Illustration: Emil Ferris - Panini Verlag

Also ergießen sich dieser Mix aus Kinderdetektiv-Universum und Horrorfantasie in abenteuerlichen Bilderwelten über die original Ringbuchoptik, Schreiblinien und Abheft-Lochung inklusive. Mal schwarz-weiß, mal mit Buntstift, immer wieder unterbrochen von wundervoll erfundenen Covern alter Horror-Comics, die stets wie beiläufig einen Faden der Handlung aufgreifen.


Herrliche Abscheulichkeit

Illustration: Emil Ferris - Panini Verlag

Ferris‘ Ehrgeiz ist dabei ungebrochen: Sie will außerdem auch noch Kunstgeschichte unterbringen (Karen geht mit ihrem großen Bruder Deeze gern ins Museum), die Gesellschaft der 60er Jahre, den Rassenkonflikt – und das Wunderlichste ist: es gelingt. In Karens Skizzenbuch lässt sich alles zusammenführen, die schon damals umhergeisternden Verschwörungstheorien über Fluor im Wasser genauso wie die realen Schrecken des Holocaust, in abstrusen Bildern mal kindlich zugespitzt, mal kindlich abgefedert, mit herrlich abscheulichen Monstern garniert und kommentiert. Wenn auch nicht mehr ganz so überzeugend und federleicht souverän wie im ersten Teil. Vermutlich, weil Ferris die eigene Biographie eben doch noch in die Quere kommt.

* Zu erledigende Aufgabe
Bitte greif die Besprechung von Emil Ferris' Comic nach ihrem letzten Satz wieder auf und schreib sie weiter. Das Material spielt hierfür keine Rolle.

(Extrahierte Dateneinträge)
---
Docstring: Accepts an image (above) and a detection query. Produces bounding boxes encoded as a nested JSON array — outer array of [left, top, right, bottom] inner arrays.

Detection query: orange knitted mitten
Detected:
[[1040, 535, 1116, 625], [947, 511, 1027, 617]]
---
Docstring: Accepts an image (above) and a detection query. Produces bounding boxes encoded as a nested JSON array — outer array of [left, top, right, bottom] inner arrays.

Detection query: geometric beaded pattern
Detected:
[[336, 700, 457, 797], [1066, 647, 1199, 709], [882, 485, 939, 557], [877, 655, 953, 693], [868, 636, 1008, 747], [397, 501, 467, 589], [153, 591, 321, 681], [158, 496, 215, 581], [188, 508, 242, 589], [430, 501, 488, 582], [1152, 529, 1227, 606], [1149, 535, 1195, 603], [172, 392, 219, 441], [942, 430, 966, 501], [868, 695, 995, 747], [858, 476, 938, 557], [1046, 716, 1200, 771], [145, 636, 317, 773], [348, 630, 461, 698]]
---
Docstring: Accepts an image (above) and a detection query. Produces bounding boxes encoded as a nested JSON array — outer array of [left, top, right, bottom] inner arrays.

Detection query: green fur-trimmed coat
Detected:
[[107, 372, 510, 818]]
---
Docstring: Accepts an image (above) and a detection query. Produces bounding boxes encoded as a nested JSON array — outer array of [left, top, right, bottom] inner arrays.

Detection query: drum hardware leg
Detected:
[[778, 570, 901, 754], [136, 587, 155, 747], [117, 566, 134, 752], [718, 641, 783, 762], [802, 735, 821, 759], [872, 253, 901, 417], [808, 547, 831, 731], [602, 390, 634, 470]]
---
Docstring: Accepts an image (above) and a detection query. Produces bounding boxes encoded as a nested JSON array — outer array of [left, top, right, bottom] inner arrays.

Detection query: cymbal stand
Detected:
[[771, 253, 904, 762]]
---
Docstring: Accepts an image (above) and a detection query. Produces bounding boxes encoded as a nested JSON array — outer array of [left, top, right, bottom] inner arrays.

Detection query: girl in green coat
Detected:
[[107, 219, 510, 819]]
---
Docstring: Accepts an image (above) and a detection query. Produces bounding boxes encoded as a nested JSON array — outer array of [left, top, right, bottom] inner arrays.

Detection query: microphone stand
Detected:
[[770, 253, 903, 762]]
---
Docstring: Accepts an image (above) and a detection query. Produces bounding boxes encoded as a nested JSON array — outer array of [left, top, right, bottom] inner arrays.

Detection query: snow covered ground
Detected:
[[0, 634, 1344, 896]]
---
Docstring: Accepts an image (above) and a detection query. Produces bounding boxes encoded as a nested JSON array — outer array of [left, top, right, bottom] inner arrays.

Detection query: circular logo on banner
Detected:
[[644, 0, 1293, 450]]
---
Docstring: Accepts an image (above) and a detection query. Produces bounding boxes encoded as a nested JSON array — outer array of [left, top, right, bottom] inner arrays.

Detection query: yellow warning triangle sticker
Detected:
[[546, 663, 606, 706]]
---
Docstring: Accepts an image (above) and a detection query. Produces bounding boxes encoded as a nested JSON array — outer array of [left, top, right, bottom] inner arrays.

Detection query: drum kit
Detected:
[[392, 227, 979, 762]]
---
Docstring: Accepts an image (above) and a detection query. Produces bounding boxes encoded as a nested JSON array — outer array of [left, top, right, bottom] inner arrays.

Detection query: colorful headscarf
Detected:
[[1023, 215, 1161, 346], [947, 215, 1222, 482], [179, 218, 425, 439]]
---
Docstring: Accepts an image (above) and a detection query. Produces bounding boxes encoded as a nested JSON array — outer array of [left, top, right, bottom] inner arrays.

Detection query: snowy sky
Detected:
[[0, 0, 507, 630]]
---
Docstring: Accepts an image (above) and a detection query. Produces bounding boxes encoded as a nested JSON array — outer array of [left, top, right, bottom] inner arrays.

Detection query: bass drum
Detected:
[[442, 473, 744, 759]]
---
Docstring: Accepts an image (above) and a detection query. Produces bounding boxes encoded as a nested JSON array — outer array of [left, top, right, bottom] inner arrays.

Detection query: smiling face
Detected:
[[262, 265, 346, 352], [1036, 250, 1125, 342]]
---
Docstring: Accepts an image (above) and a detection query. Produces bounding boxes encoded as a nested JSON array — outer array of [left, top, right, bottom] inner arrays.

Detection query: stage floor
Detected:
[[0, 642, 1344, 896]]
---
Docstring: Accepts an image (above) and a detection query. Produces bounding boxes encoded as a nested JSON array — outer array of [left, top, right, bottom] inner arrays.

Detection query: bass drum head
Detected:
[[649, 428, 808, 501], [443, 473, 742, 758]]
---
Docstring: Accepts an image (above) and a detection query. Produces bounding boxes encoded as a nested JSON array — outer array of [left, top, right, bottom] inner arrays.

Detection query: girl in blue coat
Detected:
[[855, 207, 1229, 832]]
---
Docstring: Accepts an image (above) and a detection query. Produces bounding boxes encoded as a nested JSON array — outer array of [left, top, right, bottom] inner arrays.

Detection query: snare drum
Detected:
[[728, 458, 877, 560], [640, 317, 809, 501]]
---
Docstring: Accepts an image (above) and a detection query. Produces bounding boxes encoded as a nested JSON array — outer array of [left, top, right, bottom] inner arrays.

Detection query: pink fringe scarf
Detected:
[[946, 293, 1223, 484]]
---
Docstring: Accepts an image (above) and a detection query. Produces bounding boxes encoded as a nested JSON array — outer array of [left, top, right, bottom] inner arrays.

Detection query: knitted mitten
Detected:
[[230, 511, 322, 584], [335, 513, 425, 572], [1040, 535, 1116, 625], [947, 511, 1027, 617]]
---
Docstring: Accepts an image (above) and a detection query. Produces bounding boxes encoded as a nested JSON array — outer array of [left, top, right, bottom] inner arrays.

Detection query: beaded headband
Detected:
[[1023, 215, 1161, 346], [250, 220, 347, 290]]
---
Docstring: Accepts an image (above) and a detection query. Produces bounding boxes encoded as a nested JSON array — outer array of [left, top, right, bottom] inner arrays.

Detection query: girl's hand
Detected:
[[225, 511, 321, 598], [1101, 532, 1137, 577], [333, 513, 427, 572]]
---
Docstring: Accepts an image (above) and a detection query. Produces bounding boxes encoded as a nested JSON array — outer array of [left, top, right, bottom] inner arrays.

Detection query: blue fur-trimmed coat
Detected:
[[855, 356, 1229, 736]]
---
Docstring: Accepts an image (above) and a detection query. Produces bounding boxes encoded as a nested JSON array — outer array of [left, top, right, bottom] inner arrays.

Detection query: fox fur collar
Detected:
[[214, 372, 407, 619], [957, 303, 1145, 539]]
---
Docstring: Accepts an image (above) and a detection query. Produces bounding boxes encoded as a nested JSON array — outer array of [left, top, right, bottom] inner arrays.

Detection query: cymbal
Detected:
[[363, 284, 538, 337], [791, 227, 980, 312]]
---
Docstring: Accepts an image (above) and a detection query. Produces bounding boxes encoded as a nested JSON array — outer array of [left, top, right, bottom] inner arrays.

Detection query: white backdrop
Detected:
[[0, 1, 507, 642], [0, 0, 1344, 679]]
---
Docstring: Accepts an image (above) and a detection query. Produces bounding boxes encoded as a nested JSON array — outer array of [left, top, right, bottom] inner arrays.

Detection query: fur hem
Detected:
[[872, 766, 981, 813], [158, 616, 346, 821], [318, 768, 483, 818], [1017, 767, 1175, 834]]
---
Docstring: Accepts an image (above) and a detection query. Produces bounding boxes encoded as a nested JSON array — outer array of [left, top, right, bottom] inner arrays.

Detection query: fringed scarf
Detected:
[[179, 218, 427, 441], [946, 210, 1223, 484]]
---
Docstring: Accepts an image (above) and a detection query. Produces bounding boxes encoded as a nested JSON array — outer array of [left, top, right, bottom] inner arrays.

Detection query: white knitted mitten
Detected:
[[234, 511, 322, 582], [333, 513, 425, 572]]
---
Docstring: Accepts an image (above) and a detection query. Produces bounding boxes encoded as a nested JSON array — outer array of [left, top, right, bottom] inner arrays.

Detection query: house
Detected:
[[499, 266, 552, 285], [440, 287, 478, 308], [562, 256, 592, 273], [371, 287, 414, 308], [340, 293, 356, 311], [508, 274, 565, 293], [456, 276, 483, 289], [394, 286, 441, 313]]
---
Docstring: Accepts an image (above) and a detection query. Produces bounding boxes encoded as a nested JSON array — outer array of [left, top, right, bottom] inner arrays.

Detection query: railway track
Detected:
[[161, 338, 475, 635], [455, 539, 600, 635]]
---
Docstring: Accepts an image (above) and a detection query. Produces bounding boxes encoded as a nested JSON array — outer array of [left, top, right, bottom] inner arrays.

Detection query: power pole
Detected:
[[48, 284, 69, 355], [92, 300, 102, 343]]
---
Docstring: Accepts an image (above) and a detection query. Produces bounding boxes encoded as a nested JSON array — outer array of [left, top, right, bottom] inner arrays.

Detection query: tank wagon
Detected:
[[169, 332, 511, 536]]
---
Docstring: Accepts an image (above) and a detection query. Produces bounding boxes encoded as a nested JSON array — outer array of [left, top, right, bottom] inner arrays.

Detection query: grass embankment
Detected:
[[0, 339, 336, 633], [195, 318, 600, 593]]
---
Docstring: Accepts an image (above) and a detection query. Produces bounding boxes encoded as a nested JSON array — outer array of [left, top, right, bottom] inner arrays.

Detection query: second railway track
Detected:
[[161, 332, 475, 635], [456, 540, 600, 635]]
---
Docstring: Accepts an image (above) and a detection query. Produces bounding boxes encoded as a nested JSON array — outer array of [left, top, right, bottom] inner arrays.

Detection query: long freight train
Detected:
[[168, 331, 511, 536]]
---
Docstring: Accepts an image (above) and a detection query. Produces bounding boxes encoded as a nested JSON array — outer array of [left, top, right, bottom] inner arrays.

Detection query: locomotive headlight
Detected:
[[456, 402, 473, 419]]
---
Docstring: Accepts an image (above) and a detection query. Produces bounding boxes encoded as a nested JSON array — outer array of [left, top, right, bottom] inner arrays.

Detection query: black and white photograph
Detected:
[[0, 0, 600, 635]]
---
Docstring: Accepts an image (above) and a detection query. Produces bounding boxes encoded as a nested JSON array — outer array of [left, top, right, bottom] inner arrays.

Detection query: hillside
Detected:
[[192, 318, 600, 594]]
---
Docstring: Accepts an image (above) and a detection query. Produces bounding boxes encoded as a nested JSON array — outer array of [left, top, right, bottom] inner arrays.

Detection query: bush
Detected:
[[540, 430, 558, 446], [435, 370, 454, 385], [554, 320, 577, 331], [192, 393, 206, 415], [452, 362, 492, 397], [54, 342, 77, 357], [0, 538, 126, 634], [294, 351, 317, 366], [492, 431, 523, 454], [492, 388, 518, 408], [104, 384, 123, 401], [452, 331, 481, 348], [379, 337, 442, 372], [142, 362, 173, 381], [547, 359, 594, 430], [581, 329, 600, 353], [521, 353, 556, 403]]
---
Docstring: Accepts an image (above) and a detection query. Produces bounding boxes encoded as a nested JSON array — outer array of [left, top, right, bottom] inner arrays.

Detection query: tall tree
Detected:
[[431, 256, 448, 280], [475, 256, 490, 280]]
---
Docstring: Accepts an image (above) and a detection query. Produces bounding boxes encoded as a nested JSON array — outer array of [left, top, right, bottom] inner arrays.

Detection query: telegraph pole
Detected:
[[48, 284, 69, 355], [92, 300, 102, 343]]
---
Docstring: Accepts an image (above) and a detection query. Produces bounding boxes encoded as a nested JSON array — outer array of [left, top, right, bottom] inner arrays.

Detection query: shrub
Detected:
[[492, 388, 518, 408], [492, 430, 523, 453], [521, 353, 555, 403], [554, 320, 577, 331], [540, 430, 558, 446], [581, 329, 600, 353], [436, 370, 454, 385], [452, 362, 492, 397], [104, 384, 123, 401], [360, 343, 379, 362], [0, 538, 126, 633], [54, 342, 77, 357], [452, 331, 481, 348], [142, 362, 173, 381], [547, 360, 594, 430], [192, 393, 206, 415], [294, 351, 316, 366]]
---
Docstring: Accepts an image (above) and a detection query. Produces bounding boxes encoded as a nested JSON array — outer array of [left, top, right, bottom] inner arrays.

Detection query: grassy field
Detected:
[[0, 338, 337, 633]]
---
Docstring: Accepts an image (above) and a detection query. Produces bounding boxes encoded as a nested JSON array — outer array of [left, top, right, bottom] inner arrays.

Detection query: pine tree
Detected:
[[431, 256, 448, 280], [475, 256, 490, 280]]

* Lösung der Übung
„Am liebsten mag ich Monster“ war schon immer sehr autobiographisch: Ferris stammt selbst aus Chicago, liebte als Kind Horror und Kunst, wurde missbraucht, sah die Chicagoer Polizeigewalt der 60er und lebte in der Nachbarschaft von Holocaust-Opfern, exakt wie Karen. Das zu abstrahieren und nicht missmutig zu verbechdeln, ist Ferris‘ größte Kunst. Nur beim Thema Sexualität klappt das nicht ganz so gut: Karen entdeckt in Band 2 ihren Lesbianismus, verliebt sich, trifft die queere Community (was alles okay ist), doch gerade dieser neue Schwerpunkt wird so gut wie nicht durch Karens sonst so ergiebigen Hirnwolf gedreht.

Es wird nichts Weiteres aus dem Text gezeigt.